» What you have to do
The output should be the line containing "the woman's hand" and every later line of the records, exactly as written, and nothing else.

Items listed in a dataset
..............................
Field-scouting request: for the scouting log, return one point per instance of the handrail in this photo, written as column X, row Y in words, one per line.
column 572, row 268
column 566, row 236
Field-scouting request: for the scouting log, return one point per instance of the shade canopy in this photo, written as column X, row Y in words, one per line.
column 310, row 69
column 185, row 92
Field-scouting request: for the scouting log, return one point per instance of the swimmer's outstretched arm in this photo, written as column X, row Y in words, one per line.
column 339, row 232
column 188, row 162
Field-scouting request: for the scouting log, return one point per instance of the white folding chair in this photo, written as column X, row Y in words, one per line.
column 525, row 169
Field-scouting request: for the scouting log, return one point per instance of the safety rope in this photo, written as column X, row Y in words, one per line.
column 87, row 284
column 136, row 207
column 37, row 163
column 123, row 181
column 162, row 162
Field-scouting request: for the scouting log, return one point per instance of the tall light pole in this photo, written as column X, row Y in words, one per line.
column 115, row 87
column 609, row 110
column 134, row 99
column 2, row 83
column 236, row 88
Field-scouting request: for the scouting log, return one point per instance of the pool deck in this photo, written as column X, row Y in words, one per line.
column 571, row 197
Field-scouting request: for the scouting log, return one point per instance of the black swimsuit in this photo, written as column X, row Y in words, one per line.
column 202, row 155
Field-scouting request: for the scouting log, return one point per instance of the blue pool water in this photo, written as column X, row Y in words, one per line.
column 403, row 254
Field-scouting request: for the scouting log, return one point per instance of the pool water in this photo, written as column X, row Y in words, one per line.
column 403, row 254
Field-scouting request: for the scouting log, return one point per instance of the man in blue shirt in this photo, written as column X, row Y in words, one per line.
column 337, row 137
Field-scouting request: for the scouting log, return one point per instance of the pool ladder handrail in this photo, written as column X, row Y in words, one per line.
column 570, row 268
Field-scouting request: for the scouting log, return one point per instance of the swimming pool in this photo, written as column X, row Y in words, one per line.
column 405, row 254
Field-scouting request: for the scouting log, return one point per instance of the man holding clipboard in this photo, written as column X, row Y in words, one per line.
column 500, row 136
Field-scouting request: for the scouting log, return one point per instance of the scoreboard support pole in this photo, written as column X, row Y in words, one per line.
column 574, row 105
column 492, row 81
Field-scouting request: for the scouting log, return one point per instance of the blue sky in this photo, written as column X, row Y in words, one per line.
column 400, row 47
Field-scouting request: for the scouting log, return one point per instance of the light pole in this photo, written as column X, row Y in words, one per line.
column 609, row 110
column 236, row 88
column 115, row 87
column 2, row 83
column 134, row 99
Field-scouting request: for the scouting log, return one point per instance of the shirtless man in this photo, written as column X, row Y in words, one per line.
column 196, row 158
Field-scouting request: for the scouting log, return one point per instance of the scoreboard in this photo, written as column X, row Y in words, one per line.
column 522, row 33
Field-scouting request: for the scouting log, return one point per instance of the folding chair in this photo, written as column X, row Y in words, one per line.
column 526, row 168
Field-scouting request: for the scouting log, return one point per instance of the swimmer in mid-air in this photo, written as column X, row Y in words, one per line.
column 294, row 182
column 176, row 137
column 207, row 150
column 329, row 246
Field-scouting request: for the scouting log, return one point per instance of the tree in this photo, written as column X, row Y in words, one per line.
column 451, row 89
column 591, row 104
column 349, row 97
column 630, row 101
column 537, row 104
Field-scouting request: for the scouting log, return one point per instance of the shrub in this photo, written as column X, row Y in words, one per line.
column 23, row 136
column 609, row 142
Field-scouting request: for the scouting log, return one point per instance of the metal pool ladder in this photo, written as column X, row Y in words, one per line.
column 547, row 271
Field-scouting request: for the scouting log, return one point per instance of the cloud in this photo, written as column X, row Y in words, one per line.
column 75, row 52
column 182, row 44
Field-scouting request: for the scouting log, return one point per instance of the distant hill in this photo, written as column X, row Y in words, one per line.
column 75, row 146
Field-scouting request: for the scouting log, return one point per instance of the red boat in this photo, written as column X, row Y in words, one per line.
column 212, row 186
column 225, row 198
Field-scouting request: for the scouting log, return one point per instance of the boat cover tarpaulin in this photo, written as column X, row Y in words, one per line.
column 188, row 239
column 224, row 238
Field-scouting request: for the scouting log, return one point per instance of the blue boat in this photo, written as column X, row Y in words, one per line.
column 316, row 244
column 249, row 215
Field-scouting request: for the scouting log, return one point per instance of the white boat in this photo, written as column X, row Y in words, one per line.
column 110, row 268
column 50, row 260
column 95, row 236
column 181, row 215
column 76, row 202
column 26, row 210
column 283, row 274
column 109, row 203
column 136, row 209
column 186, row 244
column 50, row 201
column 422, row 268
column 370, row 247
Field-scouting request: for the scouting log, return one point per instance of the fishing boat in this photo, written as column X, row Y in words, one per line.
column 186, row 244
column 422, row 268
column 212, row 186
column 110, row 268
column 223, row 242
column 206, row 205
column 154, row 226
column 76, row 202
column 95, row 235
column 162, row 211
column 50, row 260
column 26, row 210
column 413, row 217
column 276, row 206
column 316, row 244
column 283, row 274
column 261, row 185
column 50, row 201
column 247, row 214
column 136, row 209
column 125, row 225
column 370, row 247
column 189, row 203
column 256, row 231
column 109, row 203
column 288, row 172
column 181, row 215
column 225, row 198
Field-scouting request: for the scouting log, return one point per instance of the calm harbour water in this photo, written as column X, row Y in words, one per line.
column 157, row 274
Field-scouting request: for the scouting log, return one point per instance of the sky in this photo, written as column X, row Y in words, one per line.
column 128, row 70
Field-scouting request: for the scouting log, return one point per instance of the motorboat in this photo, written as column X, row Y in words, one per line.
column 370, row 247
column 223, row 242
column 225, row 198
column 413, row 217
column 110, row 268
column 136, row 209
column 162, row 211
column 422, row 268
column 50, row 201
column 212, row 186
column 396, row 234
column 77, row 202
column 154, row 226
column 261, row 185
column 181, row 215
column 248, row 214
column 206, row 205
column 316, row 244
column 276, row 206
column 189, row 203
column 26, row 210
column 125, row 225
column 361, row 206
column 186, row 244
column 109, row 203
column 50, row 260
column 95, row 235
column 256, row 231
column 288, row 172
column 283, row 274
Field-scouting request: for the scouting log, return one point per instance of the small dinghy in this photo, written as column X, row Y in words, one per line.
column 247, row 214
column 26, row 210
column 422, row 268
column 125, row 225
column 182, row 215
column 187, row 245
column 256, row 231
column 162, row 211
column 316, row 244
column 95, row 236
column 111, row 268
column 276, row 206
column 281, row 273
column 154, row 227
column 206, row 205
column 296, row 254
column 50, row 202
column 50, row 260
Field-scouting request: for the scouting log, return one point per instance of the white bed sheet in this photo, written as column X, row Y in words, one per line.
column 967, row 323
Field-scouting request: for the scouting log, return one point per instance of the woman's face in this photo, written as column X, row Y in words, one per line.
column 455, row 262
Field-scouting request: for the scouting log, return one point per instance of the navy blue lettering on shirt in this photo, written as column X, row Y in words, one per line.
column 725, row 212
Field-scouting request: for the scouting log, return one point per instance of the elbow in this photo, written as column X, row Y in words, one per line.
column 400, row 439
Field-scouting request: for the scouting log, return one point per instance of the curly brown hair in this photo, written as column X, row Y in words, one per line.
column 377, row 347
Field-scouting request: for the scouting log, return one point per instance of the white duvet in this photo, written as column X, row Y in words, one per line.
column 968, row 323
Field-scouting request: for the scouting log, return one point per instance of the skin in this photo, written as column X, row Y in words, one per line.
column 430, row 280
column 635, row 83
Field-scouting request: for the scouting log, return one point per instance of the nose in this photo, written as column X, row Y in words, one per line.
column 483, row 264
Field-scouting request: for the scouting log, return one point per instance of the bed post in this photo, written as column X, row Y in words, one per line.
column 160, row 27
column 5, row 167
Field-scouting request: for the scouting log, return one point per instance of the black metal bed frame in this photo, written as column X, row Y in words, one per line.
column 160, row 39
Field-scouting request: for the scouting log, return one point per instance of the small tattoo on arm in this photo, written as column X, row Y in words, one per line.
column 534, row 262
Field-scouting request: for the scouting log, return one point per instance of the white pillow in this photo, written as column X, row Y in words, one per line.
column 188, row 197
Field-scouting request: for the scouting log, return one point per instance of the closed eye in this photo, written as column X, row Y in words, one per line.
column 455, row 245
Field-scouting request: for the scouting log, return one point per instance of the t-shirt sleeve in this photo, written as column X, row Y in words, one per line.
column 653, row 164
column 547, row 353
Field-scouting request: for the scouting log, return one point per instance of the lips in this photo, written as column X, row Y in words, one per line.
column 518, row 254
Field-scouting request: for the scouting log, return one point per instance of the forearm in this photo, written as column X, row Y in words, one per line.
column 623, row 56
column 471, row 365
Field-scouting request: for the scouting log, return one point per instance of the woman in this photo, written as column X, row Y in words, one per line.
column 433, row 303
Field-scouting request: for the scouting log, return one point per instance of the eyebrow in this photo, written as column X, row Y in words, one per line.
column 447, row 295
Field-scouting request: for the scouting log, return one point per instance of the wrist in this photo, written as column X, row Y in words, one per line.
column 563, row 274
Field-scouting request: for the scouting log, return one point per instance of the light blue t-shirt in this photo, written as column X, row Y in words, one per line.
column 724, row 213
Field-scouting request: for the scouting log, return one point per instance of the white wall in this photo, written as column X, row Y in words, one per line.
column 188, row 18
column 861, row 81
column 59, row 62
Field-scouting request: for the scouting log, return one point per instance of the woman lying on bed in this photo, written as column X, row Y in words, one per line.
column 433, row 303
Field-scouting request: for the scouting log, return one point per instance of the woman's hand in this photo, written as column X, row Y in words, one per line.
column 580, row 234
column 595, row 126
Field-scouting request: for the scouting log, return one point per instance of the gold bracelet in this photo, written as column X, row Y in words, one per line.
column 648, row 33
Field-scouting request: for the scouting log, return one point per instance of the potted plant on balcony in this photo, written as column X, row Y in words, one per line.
..............................
» Answer space
Field-scouting request: for the scouting log, return one point per instance of the woman's hand in this photo, written as column X, row Y in words, one per line.
column 580, row 234
column 595, row 126
Field-scouting request: for the scouting log, return one point per instance of the gold bracelet in this photo, written as column X, row Y in words, one per line.
column 648, row 33
Field-scouting request: for the scouting log, return one point per instance of the potted plant on balcony in this photo, written as column X, row Y in words, one per line.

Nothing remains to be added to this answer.